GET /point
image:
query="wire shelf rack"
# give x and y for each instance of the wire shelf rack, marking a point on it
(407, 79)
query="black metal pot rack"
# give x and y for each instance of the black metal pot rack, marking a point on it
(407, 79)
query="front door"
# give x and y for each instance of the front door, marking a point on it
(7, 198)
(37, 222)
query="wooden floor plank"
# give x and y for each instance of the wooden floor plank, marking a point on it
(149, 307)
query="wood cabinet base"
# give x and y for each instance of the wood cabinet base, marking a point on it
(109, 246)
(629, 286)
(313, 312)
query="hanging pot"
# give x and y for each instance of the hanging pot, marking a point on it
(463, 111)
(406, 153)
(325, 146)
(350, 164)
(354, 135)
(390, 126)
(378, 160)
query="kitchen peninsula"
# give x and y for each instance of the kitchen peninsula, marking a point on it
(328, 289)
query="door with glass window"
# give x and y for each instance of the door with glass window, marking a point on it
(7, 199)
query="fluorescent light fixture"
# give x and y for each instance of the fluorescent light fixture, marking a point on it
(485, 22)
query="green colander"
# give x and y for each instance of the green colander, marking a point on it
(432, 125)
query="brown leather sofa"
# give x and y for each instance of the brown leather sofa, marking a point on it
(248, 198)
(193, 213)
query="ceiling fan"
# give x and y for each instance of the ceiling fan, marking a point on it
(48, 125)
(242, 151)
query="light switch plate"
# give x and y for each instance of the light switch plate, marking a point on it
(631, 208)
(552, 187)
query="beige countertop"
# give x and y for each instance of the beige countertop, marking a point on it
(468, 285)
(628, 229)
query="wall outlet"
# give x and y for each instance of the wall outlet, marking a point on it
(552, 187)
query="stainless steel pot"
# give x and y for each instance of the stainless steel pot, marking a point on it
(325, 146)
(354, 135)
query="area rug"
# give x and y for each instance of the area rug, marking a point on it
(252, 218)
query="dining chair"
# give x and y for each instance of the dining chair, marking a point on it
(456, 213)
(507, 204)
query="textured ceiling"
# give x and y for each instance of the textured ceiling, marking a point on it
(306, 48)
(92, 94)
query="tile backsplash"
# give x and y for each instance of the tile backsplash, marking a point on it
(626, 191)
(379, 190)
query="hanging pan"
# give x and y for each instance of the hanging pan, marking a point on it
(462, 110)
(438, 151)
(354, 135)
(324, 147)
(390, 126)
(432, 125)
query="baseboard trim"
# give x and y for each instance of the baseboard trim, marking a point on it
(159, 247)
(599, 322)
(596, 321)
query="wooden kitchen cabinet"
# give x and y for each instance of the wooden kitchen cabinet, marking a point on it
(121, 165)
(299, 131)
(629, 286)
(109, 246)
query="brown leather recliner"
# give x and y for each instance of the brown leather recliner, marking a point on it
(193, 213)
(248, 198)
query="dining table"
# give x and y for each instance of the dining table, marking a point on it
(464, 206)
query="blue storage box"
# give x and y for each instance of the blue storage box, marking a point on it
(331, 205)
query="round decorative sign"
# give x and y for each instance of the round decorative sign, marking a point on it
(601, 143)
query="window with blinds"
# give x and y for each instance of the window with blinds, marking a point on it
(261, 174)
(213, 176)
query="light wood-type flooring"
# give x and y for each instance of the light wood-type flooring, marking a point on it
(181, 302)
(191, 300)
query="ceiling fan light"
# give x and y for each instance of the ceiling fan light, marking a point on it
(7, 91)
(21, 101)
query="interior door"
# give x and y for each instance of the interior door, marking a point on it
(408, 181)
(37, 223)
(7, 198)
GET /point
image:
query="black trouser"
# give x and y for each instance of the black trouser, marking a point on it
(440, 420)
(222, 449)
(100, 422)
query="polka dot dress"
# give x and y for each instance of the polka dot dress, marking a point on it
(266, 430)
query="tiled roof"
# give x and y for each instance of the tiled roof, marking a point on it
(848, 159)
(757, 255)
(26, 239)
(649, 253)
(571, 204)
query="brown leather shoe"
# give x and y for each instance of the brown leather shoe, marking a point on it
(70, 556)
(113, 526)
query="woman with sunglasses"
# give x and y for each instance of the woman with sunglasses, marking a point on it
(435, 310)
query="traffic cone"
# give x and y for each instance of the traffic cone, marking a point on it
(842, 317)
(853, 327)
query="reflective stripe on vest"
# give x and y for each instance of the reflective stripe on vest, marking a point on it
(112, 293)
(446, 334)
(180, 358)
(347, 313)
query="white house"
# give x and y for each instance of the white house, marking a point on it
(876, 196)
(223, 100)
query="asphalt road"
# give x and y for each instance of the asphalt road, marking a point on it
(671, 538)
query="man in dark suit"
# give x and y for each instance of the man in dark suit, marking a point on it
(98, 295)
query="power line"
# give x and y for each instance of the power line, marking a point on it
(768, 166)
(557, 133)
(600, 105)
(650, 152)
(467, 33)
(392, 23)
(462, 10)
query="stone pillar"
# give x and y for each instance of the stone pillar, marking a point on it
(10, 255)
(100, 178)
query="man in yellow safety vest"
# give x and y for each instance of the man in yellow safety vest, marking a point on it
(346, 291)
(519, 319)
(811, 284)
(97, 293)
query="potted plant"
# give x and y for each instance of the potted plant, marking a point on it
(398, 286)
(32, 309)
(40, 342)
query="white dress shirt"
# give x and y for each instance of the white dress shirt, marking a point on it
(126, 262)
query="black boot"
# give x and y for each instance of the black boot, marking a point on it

+ + + +

— What to do —
Lines holding "boot" are the ones to copy; find all of them in the listing.

— Solution to this exercise —
query="black boot"
# give x and y for each instance of the black boot, marking a point on it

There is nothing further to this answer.